> [WHAT TO DO]:
All of the data needs to be repeated exactly.

> [GIVEN RECORDS]:
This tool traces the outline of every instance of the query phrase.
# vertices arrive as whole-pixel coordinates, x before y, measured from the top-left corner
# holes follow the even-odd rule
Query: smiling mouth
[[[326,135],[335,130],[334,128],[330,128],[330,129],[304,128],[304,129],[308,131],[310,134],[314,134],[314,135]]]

> [ANSWER TO THE PROBLEM]:
This tool traces the outline of every instance of the query phrase.
# vertices arrive as whole-pixel coordinates, x before y, measured from the top-left corner
# holes follow the even-odd rule
Query: smiling mouth
[[[326,135],[335,130],[334,128],[330,128],[330,129],[304,128],[304,129],[308,131],[310,134],[314,134],[314,135]]]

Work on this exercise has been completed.